[Task objective]
Count the lines in the listing below that contain the string "longtail", with case significant, and reply with that number alone.

[Data rows]
╭──
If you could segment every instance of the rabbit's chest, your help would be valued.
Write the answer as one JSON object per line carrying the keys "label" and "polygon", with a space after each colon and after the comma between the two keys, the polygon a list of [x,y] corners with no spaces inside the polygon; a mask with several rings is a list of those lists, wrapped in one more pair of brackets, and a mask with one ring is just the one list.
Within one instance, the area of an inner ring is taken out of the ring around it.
╰──
╭──
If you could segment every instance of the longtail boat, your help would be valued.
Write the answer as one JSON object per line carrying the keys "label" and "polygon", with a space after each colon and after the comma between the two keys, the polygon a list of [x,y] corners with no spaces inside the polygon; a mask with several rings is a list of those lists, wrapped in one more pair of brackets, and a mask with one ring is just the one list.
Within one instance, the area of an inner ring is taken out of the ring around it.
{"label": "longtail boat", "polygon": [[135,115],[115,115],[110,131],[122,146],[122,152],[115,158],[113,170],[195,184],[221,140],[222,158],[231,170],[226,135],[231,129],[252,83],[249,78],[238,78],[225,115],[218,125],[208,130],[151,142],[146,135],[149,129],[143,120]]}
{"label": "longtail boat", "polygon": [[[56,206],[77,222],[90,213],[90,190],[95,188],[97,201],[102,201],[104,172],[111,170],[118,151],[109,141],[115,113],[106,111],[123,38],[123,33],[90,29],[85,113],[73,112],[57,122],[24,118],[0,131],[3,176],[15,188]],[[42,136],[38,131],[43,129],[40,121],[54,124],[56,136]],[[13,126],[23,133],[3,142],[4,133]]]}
╰──
[Worked solution]
3